___ Exercise data

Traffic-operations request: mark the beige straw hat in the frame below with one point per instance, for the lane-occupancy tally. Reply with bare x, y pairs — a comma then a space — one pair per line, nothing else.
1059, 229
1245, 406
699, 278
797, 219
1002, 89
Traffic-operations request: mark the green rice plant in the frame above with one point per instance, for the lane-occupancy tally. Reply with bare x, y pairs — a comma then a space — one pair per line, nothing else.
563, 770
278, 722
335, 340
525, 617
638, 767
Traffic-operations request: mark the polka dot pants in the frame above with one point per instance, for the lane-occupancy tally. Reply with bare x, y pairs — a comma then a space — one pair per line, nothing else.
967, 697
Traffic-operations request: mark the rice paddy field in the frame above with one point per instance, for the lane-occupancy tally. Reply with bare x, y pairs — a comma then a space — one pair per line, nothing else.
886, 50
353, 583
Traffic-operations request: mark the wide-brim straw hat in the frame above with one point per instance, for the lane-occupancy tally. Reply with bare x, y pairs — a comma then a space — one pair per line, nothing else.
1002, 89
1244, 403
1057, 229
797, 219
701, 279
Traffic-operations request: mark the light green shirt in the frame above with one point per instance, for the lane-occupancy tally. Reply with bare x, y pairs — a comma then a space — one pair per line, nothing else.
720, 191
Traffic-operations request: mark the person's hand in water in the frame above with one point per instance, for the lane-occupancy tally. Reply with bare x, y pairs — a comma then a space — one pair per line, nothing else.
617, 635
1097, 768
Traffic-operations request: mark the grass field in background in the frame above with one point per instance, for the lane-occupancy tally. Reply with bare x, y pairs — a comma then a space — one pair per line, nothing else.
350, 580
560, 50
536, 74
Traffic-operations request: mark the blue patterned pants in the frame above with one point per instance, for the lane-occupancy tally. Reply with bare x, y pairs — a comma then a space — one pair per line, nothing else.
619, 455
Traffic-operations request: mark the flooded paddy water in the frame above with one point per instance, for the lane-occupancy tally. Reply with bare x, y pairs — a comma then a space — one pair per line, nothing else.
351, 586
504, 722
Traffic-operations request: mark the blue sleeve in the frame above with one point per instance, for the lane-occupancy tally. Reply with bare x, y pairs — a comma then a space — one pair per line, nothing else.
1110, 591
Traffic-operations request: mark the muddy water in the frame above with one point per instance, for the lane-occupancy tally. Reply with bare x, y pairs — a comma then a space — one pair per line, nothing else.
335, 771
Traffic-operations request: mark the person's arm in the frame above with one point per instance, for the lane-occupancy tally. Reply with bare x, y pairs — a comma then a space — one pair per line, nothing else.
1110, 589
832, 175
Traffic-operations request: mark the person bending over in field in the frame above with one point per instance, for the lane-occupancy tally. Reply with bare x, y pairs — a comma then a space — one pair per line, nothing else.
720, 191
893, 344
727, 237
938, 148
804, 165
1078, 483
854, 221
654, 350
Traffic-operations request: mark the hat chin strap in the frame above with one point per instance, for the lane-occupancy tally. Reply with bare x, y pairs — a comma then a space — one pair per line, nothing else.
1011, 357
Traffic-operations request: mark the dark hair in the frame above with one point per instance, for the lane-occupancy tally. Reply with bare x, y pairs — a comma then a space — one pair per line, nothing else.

______

◆ **Short exercise**
Can you reproduce all the material exactly?

◆ **Response to the exercise**
Traffic-operations request: mark the beige straw hat in the frame below with one point per instance, for the lane-occupancy tally. Reply with bare x, y pairs — a comma then a space — one pair per line, nothing else.
1059, 229
1245, 406
699, 278
797, 219
1002, 89
Traffic-operations request: mark the green rice plant in the frame above with one point per instance, for the lane-occupancy tally. Reply with bare x, y pairs — a comma then a space — one pair per line, nothing else.
563, 770
278, 722
335, 340
525, 617
638, 767
Traffic-operations request: mark the polka dot pants in the frame above with one point per instance, for the lane-occupancy tally. Reply with bare x, y pairs — a comma then a space — one pair per line, nothing else.
967, 697
Traffic-operations request: mark the rice paddy field in the frame above with one point per instance, for the lane-occupancy tally. Reply with bare x, y pairs — a comma then a space — one pair per line, nothing else.
886, 50
353, 583
Traffic-operations request: mark the wide-brim straw hat in the frame above with one point per instance, for the lane-occupancy tally. Reply with bare x, y pairs — a comma then a space — one pair per line, nothing else.
1002, 89
1244, 403
1057, 229
797, 219
701, 279
Traffic-operations request: mark the light green shirt in the frame above with one point per instance, for the lane-occupancy tally. Reply with bare x, y pairs — a comma then a space — one pair per line, nothing else.
720, 191
Traffic-operations request: mark the person's hand in water in the frame above with one point per instance, for the lane-occupancy tally. Reply with bare x, y pairs — a comma then a space — one pair per line, nothing else.
617, 635
1097, 768
Traffic-operations request: mark the grass field in background in the frame above with one point per instance, for the lane-occupancy tally. Reply with bare x, y pairs — a comma then a space — one pair per line, nothing else.
350, 580
560, 50
536, 74
Traffic-operations request: mark the blue patterned pants in the frame above with one point per instance, for the lane-occupancy tally. Reply with bare x, y pairs — a comma then a space — one pair per line, nothing else.
619, 455
Traffic-operations request: mark the flooded paddy water in the frame above with one point per instance, for the lane-occupancy tally. Reply with bare x, y pairs — a comma then a space — one pair per line, nothing else.
351, 586
504, 722
Traffic-operations request: mark the blue sleeve in the frame above with one point per instance, for the lane-occupancy tally. Reply with bare x, y pairs — a comma then a space — one pair per line, nothing else.
1110, 591
Traffic-operations request: mark the muddy water in the frame above with one point per instance, for the lane-occupancy tally. Reply with bare x, y pairs — a comma then a space — one pair per line, nothing else.
335, 771
Traffic-operations request: mark the person's arm in the frame above with one point per instance, for the lane-occupancy tally. Reply with bare x, y pairs — a comma then a space — one pair per line, nothing else.
1110, 589
832, 175
Traffic-operations request: mark the person bending over in field in the frame above with one point per instance, for the lane-occupancy tally. Reply with bare x, y pairs — a comma then a space — one pair per line, nothing else.
720, 191
893, 344
727, 237
938, 148
804, 165
1078, 483
854, 221
654, 350
Traffic-operations request: mark the hat chin strap in the frame above with one point per instance, for the lane-occupancy tally. Reply with bare x, y pairs — a comma then a space — one pair per line, nothing else.
1011, 357
Traffic-operations request: mark the dark hair in the frame above with one point per instance, for the lane-occupancy tally. Reply with bare x, y pairs — a comma then a space — one pair per line, nothing else.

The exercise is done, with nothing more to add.